§ Excerpted data:
(begin)

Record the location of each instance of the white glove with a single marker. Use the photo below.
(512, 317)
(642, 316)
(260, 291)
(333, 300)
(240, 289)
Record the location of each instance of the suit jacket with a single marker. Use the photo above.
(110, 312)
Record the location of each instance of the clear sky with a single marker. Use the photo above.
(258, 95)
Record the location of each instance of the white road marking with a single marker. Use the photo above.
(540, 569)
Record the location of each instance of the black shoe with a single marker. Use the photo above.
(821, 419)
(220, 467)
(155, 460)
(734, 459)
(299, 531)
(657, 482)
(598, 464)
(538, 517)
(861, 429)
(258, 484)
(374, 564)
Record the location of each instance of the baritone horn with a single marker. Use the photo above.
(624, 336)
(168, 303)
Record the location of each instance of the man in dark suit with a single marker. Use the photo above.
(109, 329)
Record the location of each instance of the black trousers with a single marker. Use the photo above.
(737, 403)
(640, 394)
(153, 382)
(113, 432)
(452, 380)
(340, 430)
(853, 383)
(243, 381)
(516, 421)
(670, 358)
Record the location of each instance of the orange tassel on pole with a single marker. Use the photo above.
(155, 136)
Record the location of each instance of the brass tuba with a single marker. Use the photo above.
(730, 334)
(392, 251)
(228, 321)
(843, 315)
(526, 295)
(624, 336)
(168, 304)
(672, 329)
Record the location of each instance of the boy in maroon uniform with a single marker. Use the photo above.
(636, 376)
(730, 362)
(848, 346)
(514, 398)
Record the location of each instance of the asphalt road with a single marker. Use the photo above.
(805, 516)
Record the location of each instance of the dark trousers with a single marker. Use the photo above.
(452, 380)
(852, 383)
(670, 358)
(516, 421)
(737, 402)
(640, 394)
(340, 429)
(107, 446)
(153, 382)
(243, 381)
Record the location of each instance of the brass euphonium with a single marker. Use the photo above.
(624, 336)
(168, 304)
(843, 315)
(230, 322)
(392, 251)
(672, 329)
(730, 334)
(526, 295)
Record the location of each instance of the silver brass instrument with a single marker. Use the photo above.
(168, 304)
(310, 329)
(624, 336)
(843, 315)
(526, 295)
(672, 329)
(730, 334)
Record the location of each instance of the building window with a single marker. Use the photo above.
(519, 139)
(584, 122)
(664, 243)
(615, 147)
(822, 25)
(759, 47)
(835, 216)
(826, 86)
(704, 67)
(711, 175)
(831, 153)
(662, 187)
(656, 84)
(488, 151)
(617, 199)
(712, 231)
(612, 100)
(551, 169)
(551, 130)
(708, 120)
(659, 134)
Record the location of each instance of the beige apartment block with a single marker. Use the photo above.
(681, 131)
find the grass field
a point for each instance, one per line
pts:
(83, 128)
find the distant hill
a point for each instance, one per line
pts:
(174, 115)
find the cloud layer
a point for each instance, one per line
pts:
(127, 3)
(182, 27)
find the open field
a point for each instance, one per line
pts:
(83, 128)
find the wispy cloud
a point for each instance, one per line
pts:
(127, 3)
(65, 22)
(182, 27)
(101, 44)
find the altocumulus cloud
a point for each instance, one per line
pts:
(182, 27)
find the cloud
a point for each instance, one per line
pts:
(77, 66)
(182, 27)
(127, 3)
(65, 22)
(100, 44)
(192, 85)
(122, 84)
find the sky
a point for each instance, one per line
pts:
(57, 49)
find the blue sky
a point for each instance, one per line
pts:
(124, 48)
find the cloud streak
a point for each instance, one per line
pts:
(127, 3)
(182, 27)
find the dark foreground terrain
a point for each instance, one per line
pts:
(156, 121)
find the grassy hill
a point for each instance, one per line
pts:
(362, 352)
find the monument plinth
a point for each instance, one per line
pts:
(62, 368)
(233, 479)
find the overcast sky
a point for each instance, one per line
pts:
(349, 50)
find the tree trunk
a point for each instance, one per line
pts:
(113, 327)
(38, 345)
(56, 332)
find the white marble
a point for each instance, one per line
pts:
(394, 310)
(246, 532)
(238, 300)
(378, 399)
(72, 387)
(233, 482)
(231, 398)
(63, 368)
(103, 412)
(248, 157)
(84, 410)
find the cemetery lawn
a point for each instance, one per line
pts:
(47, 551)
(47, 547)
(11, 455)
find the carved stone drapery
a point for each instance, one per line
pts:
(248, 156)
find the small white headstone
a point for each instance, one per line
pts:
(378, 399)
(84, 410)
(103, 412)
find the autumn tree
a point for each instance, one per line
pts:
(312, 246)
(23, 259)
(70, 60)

(end)
(begin)

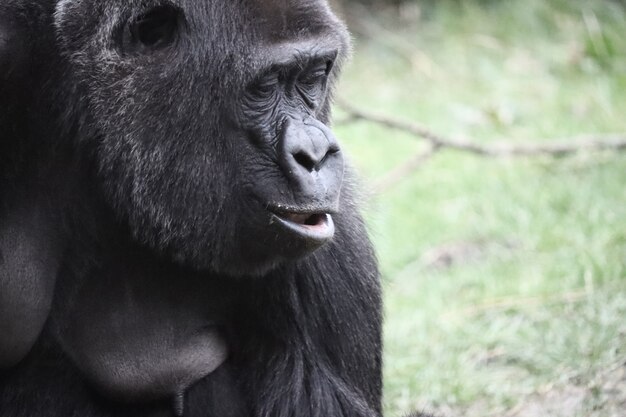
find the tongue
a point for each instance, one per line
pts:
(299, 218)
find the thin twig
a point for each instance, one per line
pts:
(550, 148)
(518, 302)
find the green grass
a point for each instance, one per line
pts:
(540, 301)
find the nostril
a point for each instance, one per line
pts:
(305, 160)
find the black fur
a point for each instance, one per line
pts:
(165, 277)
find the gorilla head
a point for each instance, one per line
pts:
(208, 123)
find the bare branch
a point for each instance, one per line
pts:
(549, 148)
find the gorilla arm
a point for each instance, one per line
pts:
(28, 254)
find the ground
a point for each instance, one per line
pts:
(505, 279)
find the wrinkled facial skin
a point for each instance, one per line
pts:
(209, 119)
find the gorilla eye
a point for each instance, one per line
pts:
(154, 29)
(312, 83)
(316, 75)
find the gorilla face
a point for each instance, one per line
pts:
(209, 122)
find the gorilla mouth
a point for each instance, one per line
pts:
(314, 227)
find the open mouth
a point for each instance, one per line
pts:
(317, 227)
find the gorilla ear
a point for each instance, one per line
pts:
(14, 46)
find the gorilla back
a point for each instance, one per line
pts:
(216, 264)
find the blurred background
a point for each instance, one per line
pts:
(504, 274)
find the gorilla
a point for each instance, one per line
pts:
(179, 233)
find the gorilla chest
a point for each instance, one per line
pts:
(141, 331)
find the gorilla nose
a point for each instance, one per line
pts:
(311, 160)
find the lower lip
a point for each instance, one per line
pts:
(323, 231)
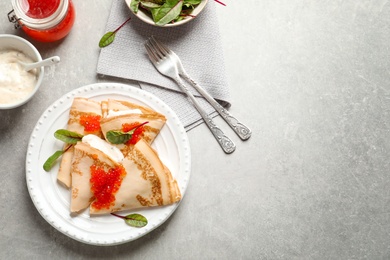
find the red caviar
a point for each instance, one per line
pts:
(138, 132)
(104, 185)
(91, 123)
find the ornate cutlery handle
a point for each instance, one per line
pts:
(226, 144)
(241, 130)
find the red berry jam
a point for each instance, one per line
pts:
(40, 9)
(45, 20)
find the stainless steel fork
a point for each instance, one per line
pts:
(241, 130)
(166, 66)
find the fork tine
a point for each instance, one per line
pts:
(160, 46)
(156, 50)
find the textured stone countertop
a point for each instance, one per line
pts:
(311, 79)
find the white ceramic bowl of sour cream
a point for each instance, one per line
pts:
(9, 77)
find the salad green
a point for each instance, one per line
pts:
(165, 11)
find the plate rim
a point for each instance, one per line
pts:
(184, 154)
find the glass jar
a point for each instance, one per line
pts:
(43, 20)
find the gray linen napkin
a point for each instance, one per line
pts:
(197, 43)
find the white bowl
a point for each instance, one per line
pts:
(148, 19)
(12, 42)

(end)

§ Set problem:
Extract each line above that contains the word "field".

§ Output below:
find the grass field
find the open field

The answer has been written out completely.